> What this task involves: Gather each line of the entries below that includes "scoreboard".

Saved entries:
=-=-=-=-=

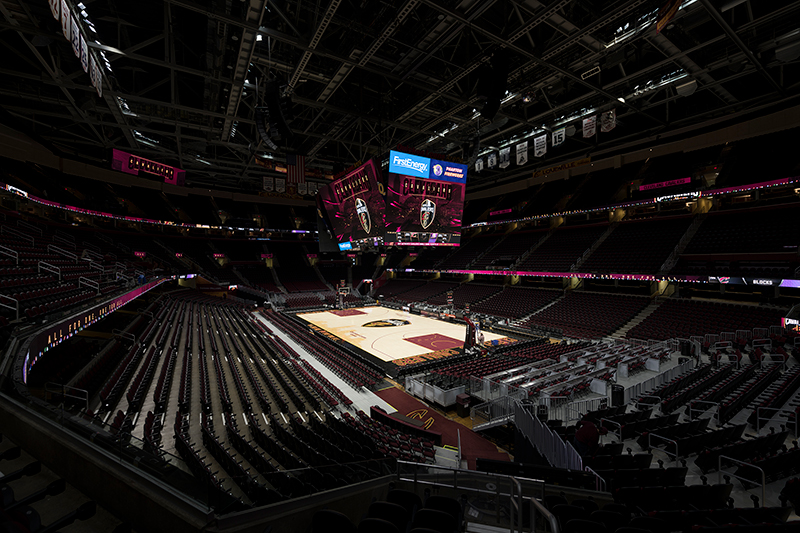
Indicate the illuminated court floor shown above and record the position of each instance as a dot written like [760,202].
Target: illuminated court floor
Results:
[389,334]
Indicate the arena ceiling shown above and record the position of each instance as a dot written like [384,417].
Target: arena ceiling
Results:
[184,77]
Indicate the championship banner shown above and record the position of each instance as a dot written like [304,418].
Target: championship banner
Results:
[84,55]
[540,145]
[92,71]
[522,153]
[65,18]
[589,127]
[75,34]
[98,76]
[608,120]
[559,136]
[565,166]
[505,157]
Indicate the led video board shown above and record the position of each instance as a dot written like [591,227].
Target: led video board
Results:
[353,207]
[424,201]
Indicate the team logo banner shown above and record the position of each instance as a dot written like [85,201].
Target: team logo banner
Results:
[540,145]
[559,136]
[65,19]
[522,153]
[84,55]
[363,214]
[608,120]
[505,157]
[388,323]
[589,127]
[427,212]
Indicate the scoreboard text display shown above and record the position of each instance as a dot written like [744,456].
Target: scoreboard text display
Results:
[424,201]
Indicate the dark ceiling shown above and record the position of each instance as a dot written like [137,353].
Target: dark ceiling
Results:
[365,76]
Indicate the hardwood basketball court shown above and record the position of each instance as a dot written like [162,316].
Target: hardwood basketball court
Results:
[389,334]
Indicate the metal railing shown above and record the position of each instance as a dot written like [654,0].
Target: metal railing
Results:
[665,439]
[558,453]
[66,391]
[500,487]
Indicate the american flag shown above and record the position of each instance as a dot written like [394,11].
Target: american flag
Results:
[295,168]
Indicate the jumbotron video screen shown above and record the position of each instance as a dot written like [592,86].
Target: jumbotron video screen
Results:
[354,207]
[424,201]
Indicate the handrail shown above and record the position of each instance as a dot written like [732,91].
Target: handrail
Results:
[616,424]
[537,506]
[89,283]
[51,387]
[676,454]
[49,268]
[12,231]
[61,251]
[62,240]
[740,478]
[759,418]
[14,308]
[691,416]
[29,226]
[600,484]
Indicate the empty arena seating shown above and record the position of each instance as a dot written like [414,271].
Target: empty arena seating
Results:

=-=-=-=-=

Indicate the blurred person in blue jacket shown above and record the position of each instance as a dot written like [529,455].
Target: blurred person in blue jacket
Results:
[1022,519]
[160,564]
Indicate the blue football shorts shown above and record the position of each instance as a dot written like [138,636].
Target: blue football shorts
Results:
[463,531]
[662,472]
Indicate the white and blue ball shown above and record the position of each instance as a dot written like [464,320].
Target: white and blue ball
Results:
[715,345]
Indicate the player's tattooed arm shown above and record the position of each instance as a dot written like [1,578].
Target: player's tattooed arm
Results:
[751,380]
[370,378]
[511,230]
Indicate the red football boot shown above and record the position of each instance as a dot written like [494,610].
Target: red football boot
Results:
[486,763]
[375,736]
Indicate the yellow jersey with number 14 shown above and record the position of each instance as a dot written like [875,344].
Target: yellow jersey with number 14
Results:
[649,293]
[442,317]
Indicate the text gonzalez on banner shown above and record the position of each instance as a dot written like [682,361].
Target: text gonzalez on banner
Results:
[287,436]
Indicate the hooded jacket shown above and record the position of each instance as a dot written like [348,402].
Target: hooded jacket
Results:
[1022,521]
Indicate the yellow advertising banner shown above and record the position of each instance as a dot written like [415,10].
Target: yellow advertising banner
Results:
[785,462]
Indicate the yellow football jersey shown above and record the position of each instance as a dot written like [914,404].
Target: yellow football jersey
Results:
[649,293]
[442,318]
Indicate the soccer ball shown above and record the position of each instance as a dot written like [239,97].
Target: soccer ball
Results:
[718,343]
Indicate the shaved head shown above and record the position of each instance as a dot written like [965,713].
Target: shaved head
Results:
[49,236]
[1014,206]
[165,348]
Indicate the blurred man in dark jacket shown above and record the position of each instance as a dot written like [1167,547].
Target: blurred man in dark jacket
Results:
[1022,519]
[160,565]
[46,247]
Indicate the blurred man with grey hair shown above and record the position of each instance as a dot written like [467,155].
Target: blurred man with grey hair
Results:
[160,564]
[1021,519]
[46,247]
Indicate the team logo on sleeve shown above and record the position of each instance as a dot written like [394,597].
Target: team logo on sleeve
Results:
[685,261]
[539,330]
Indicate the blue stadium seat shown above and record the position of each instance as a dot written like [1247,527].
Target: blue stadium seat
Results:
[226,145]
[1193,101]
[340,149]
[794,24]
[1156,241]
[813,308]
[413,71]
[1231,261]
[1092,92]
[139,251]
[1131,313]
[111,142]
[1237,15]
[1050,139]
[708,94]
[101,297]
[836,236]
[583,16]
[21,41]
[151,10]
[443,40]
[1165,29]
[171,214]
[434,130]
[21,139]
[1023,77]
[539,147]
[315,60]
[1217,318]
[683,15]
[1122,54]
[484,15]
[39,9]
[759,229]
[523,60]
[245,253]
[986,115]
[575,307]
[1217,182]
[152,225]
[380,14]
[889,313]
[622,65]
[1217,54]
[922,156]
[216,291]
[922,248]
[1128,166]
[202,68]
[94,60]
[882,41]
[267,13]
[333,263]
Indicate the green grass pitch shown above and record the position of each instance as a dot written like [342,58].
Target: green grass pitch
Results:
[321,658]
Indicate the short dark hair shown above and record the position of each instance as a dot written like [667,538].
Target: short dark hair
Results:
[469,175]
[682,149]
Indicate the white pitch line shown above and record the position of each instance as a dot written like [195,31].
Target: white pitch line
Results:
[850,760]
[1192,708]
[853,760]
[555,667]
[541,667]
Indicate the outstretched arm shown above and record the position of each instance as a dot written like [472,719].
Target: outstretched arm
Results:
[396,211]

=-=-=-=-=

> Completed exercise:
Indicate the scoreboard text display shown above and record the position of each instance as a dot written like [744,456].
Target: scoreboard text display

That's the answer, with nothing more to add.